Task material section start

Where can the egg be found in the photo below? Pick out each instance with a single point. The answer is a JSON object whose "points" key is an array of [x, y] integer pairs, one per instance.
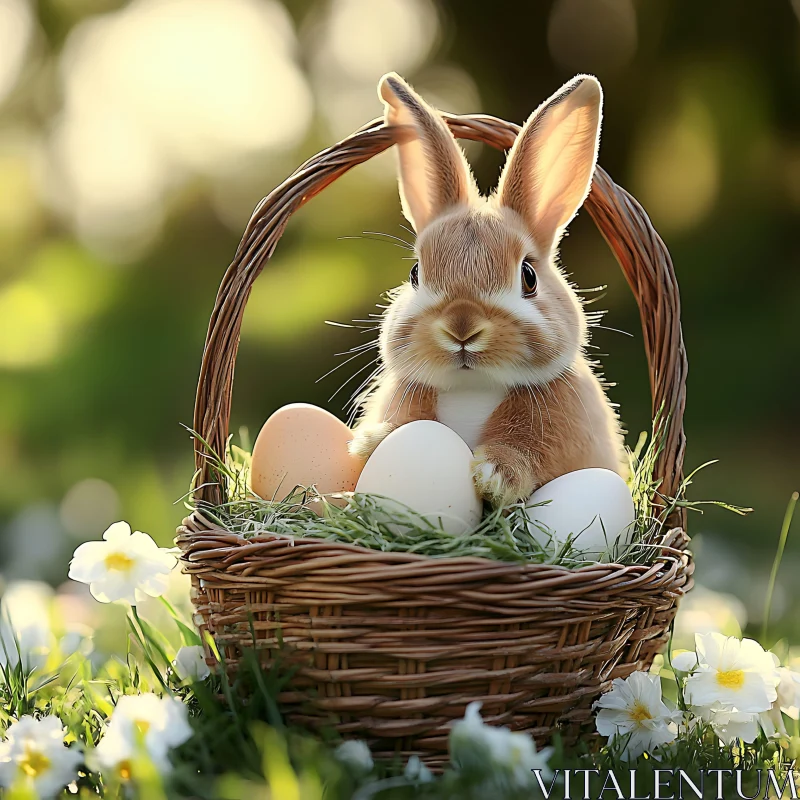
{"points": [[427, 467], [303, 445], [593, 505]]}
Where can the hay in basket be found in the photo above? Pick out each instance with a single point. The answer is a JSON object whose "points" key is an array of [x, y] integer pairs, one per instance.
{"points": [[390, 646]]}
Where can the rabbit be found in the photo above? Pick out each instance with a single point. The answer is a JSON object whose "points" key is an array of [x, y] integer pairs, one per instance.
{"points": [[487, 336]]}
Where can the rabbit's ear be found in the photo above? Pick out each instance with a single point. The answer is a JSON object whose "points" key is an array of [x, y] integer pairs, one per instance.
{"points": [[549, 169], [433, 173]]}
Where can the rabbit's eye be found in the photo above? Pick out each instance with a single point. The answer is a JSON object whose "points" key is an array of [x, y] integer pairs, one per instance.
{"points": [[529, 282]]}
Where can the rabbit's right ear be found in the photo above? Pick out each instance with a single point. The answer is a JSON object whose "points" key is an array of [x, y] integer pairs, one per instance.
{"points": [[433, 173], [549, 169]]}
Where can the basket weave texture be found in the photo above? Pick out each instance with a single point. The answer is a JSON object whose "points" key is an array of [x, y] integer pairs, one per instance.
{"points": [[391, 647]]}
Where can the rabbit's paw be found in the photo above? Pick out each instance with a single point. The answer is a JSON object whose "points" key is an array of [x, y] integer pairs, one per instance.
{"points": [[367, 437], [502, 475]]}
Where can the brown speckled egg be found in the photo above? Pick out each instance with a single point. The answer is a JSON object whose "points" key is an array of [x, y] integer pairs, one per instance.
{"points": [[303, 445]]}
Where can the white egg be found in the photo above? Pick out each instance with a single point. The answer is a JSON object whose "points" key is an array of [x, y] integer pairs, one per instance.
{"points": [[592, 505], [425, 466]]}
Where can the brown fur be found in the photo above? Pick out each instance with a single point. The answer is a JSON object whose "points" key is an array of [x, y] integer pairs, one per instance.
{"points": [[469, 326]]}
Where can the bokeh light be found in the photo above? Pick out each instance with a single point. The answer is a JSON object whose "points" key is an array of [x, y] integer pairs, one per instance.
{"points": [[676, 165], [597, 36], [16, 30], [162, 90]]}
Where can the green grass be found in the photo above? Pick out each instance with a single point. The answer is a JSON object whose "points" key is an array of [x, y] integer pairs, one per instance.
{"points": [[242, 747], [503, 534]]}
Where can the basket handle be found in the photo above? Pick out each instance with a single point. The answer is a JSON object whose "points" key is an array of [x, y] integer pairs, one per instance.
{"points": [[623, 223]]}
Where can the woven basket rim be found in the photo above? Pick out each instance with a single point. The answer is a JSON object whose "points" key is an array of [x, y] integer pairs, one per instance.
{"points": [[195, 534], [623, 223]]}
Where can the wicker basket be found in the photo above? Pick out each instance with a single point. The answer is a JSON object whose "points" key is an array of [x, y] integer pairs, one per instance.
{"points": [[391, 647]]}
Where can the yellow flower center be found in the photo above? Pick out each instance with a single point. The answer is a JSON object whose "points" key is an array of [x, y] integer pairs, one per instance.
{"points": [[640, 713], [34, 762], [119, 562], [731, 679], [125, 771]]}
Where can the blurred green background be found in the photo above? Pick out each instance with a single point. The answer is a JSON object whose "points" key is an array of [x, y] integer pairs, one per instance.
{"points": [[136, 138]]}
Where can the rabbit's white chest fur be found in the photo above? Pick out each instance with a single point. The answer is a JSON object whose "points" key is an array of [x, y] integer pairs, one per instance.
{"points": [[466, 410]]}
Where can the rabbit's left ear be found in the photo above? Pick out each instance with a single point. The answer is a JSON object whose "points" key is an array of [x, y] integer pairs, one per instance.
{"points": [[549, 169], [433, 173]]}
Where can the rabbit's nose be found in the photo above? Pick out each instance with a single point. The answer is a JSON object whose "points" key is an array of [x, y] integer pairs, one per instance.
{"points": [[466, 336]]}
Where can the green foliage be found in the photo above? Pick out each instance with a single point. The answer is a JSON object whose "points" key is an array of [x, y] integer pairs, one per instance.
{"points": [[503, 534]]}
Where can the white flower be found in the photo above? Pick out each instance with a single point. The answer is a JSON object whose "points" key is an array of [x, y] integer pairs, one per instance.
{"points": [[142, 724], [729, 674], [508, 757], [34, 751], [190, 664], [732, 725], [355, 755], [634, 711], [416, 771], [124, 566]]}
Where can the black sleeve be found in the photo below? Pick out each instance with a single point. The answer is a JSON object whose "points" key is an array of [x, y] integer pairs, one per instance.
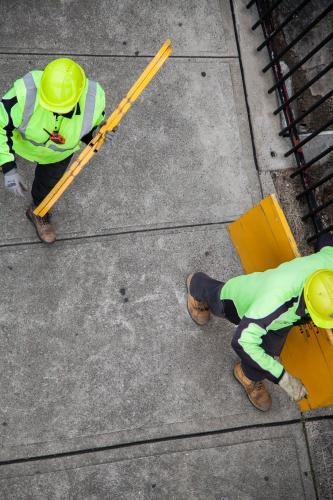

Task material section end

*What to work on*: In the listing above, transcribe exactly the lines from the line containing "Where can the rabbit's left" through the last one, both included, but not the pictures.

*Solution for this problem*:
Where can the rabbit's left ear be found in the photo above? Pick out each instance with a single point. The answer is a JSON object whose "points" key is an array of [x, y] integer pairs, one per instance.
{"points": [[549, 169], [433, 173]]}
Where can the rabbit's nose be found in the photo above? Pick out each instance with a single point. The answer is a JSON object whose "points" key is an array of [x, y] integer pairs, one per instance.
{"points": [[466, 336]]}
Where can the green foliage be found in the photo above? Pick out each instance with a single point. The answer is a JSON object whose "points" key is an array of [x, y] integer pairs, one per instance.
{"points": [[503, 534]]}
Where can the white flower be found in the photo above? Pick out each instance with a single point. The answer is a JSON object whose "points" key is an array of [x, y] integer pairs, one per instance.
{"points": [[142, 724], [729, 674], [508, 757], [34, 751], [190, 664], [732, 725], [355, 755], [634, 711], [416, 771], [124, 566]]}
Where can the black sleeve be found in the photo below? Pick out each instance with a single point. The answer is a JSON object whose "points" key is an array of [x, y] integer pairs, one per instance.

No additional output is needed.